EXERCISE DETAILS: From the entries, return every line where the string "beige" shows up.

GIVEN INFORMATION:
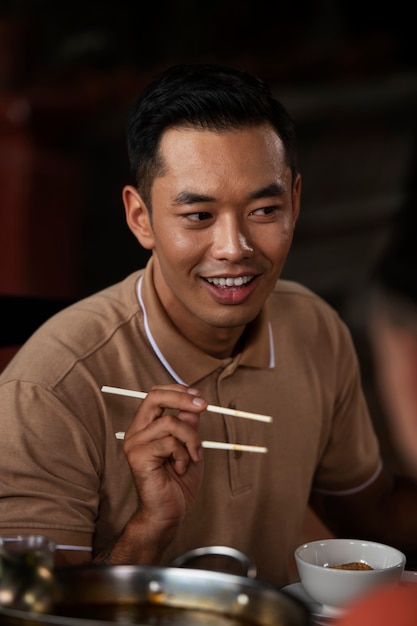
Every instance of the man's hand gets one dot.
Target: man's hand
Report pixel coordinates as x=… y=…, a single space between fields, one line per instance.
x=163 y=449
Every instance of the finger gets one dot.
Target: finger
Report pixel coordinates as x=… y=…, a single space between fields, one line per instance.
x=166 y=434
x=173 y=397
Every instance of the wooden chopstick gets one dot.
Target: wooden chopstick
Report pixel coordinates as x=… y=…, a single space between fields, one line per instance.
x=211 y=407
x=218 y=445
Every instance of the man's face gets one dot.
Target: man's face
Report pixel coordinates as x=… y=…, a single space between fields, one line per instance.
x=223 y=216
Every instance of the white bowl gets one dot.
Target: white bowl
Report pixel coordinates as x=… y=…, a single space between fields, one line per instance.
x=336 y=587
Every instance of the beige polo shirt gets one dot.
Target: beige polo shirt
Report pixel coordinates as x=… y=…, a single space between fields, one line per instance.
x=63 y=472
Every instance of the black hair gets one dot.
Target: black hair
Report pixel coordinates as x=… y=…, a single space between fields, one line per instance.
x=206 y=96
x=395 y=272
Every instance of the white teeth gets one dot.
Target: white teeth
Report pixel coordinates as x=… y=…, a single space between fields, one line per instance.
x=229 y=282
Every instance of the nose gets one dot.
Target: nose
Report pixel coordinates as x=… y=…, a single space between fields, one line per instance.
x=231 y=240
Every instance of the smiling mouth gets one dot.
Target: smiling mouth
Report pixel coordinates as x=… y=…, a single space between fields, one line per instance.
x=230 y=282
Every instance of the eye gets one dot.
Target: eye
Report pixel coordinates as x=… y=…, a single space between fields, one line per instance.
x=200 y=216
x=265 y=211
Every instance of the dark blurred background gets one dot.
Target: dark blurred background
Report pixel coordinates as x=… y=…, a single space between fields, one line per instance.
x=346 y=70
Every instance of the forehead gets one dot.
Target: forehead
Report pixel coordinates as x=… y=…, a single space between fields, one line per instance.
x=200 y=154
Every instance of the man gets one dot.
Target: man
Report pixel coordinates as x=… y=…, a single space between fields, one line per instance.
x=216 y=199
x=393 y=333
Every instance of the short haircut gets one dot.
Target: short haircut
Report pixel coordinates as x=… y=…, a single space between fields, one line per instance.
x=203 y=96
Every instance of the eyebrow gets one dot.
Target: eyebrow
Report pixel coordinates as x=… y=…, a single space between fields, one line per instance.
x=191 y=197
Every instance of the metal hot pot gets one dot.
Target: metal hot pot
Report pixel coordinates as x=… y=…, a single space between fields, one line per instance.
x=104 y=595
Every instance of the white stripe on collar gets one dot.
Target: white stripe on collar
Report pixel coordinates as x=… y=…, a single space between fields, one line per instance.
x=152 y=340
x=161 y=356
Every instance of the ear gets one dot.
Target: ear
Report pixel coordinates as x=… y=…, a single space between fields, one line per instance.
x=138 y=218
x=296 y=197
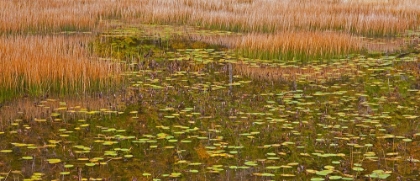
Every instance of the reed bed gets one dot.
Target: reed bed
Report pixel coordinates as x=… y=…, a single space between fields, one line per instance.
x=363 y=17
x=42 y=65
x=285 y=46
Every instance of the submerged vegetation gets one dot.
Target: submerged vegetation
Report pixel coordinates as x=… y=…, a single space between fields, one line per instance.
x=209 y=90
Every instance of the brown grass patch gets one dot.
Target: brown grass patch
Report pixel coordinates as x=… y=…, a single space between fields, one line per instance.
x=35 y=65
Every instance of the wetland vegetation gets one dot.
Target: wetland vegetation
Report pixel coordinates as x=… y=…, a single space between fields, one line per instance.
x=210 y=90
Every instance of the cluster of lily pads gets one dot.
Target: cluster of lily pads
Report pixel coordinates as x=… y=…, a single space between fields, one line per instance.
x=197 y=117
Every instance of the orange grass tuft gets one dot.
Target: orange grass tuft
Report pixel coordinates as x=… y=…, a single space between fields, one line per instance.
x=367 y=17
x=36 y=65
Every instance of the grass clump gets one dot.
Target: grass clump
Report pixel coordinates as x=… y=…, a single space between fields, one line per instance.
x=42 y=65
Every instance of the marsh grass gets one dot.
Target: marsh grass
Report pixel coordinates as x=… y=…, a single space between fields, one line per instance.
x=372 y=18
x=56 y=64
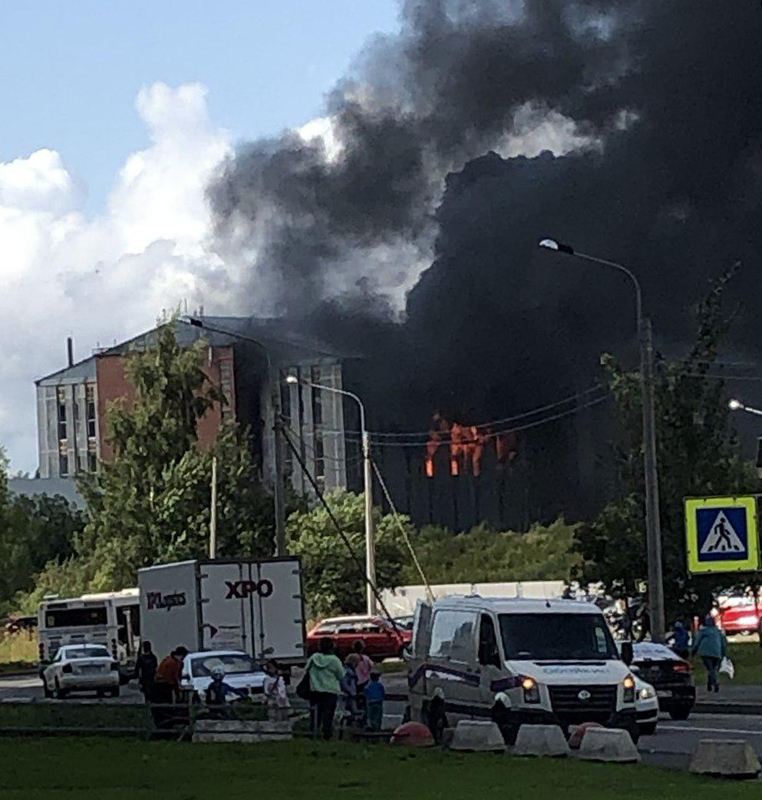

EXPECTED ANSWER:
Every instance of the beige polo shirt gets one dot.
Target: beige polo shirt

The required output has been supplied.